Document passage:
★ ★ ★
Wouldn't you be grumbling? Couldn't he just have called him into the office or called him on the phone and--

ZAKARIA: This is where Trump takes on a rather bizarre characteristic, which is he talks about it as though he's in the bleachers watching the Trump administration and commenting on the secretary of state's antics.

The secretary of state works for him. If he's there -- if he's there doing all this stuff and he shouldn't be doing it, Donald Trump should be calling him back in. You know, there's something weird where Trump wants to both be president and the president's chief critic at the same time.

And so you have this bizarre situation where he puts these people out there and then he undercuts them while they're doing what they're doing. As I say, it's untenable. I don't think it can last and I think Tillerson, frankly, at some point, has to look himself in the mirror and say I'm a, you know, I'm a multi, multimillionaire. I ran one of the largest companies in the world. I'm a man of integrity. What am I doing here?

LEMON: Why did he do it? Didn't his wife ask him to do it or something?

ZAKARIA: No. Look, being secretary of state of the United States is a great honor. It's a great privilege, enormous power and influence. You get to do things -- it's a great, great job. I don't have to make this --

LEMON: OK, Fareed.

ZAKARIA: -- but for Donald Trump it's a different deal.

LEMON: Yes. So, Rex Tillerson is relatively young enough. There will be other presidents. I mean, why would you work for someone who constantly -- that's what I wonder about a lot of people, very respectful people who work for this administration, not that they're working for the administration, but that they work for someone who constantly undermines them or contradicts them publicly. Wouldn't that be embarrassing, wouldn't you say --

(CROSSTALK)

ZAKARIA: You know, Henry Kissinger said when somebody asked him why when he was secretary of state it seemed like he was able to date all these beautiful women and he apparently said well, power is the greatest aphrodisiac. And I think this, you know, there's a lot of people who like the idea of being at the center of the world and the center of attention.

And, look, some of them are doing it for public service reasons, but I think those who are not and are thinking to themselves that this is cool and they're at the center of the world, while they quietly, you know, selling their souls, it's a bad trade off. LEMON: One has to be able to sleep with themselves at night. Don't

know how it happens for some of them. Thank you, Fareed Zakaria. I appreciate it. Don't miss CNN's Fareed Zakaria GPS Sunday at 10 a.m. and 1 p.m.

And when we come back, more taxpayer paid trips for the high flying Trump administration. So much for draining that swamp. I'm going to break it down with Bob Schieffer, next.
★ ★ ★
Records to process:
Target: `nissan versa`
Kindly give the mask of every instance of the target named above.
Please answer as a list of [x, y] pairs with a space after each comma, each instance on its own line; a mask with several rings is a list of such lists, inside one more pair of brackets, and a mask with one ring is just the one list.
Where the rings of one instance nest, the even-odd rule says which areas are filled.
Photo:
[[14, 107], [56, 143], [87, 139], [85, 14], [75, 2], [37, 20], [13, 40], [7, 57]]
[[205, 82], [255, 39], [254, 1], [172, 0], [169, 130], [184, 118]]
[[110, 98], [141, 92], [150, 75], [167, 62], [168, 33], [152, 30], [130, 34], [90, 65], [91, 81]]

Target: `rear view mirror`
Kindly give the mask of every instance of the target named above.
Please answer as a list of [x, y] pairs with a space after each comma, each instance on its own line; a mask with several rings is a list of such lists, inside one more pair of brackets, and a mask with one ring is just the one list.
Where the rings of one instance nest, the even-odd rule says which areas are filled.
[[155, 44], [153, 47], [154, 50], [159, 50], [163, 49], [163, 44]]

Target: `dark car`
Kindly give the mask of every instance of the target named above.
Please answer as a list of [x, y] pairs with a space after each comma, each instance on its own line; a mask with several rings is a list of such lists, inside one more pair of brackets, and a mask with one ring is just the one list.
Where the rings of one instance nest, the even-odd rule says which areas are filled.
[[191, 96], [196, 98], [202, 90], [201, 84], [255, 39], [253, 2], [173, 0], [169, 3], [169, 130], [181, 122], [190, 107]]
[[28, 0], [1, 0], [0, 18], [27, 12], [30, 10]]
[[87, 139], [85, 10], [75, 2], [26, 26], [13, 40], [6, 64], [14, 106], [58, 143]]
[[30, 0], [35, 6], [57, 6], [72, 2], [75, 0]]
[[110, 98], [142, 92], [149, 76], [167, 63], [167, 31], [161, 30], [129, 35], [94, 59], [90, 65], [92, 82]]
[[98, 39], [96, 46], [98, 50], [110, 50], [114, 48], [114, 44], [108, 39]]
★ ★ ★
Work to complete:
A - Return the passage of the interview transcript that starts with "And, look, some" and goes on through "Bob Schieffer, next.", copied word for word.
B - Retype the entries exactly as they appear, starting with their first line and going on through the line with "130], [184, 118]]", including that line.

Outputs:
A -
And, look, some of them are doing it for public service reasons, but I think those who are not and are thinking to themselves that this is cool and they're at the center of the world, while they quietly, you know, selling their souls, it's a bad trade off. LEMON: One has to be able to sleep with themselves at night. Don't

know how it happens for some of them. Thank you, Fareed Zakaria. I appreciate it. Don't miss CNN's Fareed Zakaria GPS Sunday at 10 a.m. and 1 p.m.

And when we come back, more taxpayer paid trips for the high flying Trump administration. So much for draining that swamp. I'm going to break it down with Bob Schieffer, next.

B -
Target: `nissan versa`
Kindly give the mask of every instance of the target named above.
Please answer as a list of [x, y] pairs with a space after each comma, each instance on its own line; a mask with several rings is a list of such lists, inside one more pair of brackets, and a mask with one ring is just the one list.
Where the rings of one instance nest, the even-odd rule says which areas are filled.
Photo:
[[14, 107], [56, 143], [87, 139], [85, 14], [75, 2], [37, 20], [13, 40], [7, 57]]
[[205, 82], [255, 39], [254, 1], [172, 0], [169, 130], [184, 118]]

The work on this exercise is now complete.